START Source
Former Prime Minister John Key had a staunch message to any National MPs who continue to leak against the party: "If you can't quit leaking, quit the party".
He was speaking at National's AGM in Wellington this morning, where he, leader Judith Collins and president Peter Goodfellow addressed supporters.
Collins spoke about the opportunities that lie ahead for National and how it can take power in 2023.
Goodfellow, who is up for re-election as president tonight, however, attacked the media and Prime Minister Jacinda Ardern.
But the most applause of the morning came after Key took aim at National MPs who have been leaking to the media.
"Here is my very simple advice to those who like to leak to the media – if you can't quit your leaking, here's a clue: quit the party."
"The public look at it and say 'for goodness sake, if they can't run their own party, how on earth will they run a country'."
He told MPs that it was okay to disagree and to debate ideas but he said that should be done privately.
"We shouldn't do it by going behind people's backs."
Speaking to media after his speech, Key said the leaking did play a party in National's election loss, although there were a number of factors.
"It was a difficult backdrop for National to campaign on but we have to own our own mistakes."
If you don't do that, he said, ultimately you don't learn from them.
Now, he said National needs to unify and regain the support it lost in the election.
During the speech, he urged MPs and members to remember one number: 413,800.
That's the number of people who voted for National in 2017, who switched to Labour in October's election.
Without them, Key say, National could be in opposition until 2029.
END Source
START Data shown
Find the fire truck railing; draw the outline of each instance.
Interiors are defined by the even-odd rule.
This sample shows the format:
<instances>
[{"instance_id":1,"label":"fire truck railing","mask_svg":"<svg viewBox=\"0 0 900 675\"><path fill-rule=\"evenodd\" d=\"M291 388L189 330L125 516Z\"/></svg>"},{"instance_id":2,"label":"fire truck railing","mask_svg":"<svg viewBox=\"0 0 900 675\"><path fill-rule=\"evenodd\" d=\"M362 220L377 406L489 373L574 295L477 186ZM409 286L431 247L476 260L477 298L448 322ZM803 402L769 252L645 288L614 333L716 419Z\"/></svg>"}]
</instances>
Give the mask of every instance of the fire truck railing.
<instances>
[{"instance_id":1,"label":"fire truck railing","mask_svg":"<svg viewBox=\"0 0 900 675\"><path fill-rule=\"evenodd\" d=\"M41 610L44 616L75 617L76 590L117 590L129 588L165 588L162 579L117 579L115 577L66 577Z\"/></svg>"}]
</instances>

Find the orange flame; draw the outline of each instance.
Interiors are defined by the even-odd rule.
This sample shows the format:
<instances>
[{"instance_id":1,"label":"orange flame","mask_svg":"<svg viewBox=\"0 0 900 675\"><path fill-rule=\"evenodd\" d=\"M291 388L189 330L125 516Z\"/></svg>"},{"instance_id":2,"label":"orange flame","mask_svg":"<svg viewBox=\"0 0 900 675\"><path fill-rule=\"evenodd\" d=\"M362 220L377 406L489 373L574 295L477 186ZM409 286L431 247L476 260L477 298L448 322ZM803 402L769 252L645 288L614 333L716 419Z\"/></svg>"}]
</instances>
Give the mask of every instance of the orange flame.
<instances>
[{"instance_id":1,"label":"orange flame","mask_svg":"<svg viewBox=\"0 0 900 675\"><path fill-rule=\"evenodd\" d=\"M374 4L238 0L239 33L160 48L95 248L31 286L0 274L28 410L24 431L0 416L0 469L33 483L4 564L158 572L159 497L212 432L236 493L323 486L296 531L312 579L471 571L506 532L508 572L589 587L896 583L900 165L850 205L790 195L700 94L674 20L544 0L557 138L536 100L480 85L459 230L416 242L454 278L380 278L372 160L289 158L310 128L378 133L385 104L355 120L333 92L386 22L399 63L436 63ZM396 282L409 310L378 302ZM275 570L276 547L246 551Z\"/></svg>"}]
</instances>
END Data shown
## Tasks for this exercise
a) Reproduce word for word the passage of the article on National's AGM from "He was speaking" up to and including "power in 2023.".
b) According to the article on National's AGM, how many people who voted for National in 2017 switched to Labour in October's election?
c) Continue the article on John Key's speech at National's AGM from the point where it stops.
The records are separate material with no connection to the article on National's AGM.

## Replies
a)
He was speaking at National's AGM in Wellington this morning, where he, leader Judith Collins and president Peter Goodfellow addressed supporters.
Collins spoke about the opportunities that lie ahead for National and how it can take power in 2023.

b) 413,800

c)
Going forward, he said it's very important that National has a "liberal, multicultural, outward-looking face".
In his speech, he also warned National Party faithful not to underestimate Ardern.
"Some people are going to tell you that eventually the public is going to get sick of Jacinda Ardern."
But he said that was a mistake.
"It is exactly what the Labour Party said about me for nearly a decade.
"If we underestimate Jacinda and her advisers, we will be in Opposition for a very long time."
Goodfellow, on the other hand, struck a markedly different tone in his speech to the 500 or so in attendance, who said the election descended into a "race of celebrity leadership in trying times".
He said reasonable debate on contentious issues almost became "treasonous".
He praises Ardern on her clear communications in a crisis, but that's where the goodwill ended.
He referred to the 1pm press conferences, often fronted by Ardern, as "televangelist – like gospel to the masses".
"Democracy, for a period of time, gave way to temporary tyranny."
That was the reality in a "Jacindamania world",Goodfellow said.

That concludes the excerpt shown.